Escrito por Rogerio Galindo e publicado pelo Plural

Alguma coisa aconteceu com “Torto arado”. Não faz muito tempo, Itamar Vieira Junior era um desconhecido na literatura nacional. Tinha lançado dois livros de contos e só. Em 2018, seu primeiro romance venceu o prêmio LeYa em Portugal e, em seguida, foi comprado pela Todavia para lançamento no Brasil. Em 2019, quando o livro foi publicado ainda não estava claro o barulho que ia fazer. Mas fez.

Do final de 2020 para cá, livro e autor entraram numa maré impressionante. “Torto arado” venceu o Jabuti de melhor romance e o Oceanos, um dos mais importantes prêmios para literatura de língua portuguesa. Itamar Vieira Junior foi convidado para ser colunista do jornal “Folha de S.Paulo” e para uma entrevista no programa “Roda Viva”. Numa matéria do UOL, ele foi chamado de “maior autor brasileiro”.

Uau. Fazia tempo que nada do gênero acontecia no Brasil. Portanto, é justo analisar a obra de Itamar Vieira Junior para tentar entender, afinal de contas, o que é que está acontecendo. O que explica o sucesso de “Torto arado” e por que, de repente, ele aparece na mesinha de cabeceira de Lula ao mesmo tempo que é eleito o “hit do verão” pelo site “Glamurama”?

LISTAGEM |

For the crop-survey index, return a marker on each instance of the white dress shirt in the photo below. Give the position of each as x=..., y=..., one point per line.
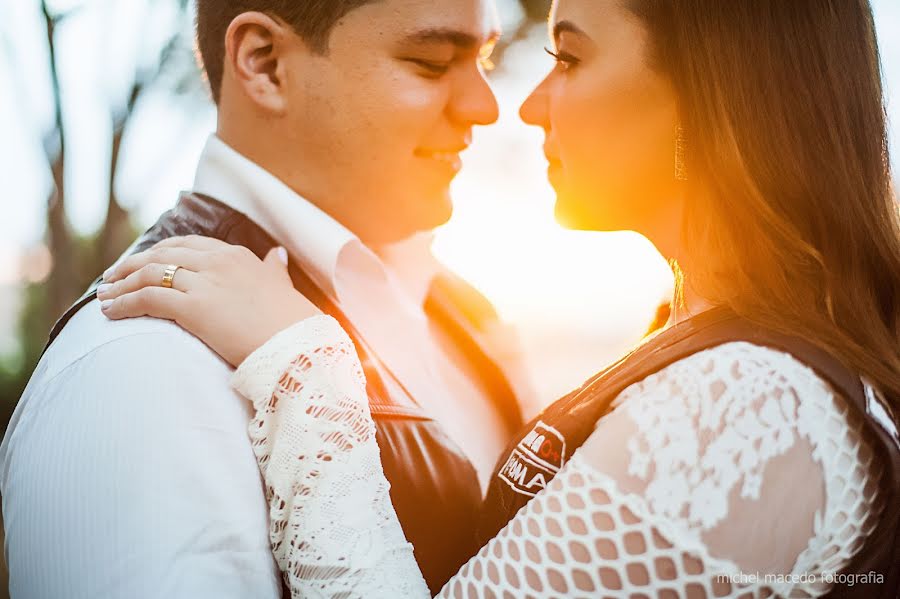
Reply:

==

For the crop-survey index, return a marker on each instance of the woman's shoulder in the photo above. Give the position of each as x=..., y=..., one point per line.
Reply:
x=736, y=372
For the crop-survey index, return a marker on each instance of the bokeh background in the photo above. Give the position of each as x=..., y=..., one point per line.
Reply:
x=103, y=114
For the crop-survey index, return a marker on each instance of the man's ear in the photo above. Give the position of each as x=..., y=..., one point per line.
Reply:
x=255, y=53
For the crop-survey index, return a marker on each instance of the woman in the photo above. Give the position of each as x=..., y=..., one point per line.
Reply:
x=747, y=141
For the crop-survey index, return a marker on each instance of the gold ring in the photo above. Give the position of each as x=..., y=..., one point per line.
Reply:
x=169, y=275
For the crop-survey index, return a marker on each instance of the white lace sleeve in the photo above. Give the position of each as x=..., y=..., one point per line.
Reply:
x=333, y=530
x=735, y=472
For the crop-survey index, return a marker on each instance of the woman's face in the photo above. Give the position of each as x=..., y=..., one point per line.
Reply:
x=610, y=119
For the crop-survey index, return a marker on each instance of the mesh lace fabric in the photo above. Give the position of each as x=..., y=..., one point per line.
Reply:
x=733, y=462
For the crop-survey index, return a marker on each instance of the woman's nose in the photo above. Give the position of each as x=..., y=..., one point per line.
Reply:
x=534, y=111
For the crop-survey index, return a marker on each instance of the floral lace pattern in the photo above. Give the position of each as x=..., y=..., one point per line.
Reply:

OBJETIVO DO EXERCÍCIO | Passe para o inglês esta frase do trecho sobre “Torto arado”: “Não faz muito tempo, Itamar Vieira Junior era um desconhecido na literatura nacional.” As linhas não têm nenhuma relação com o trecho.

RESPOSTA DA TAREFA | Not long ago, Itamar Vieira Junior was an unknown in national literature.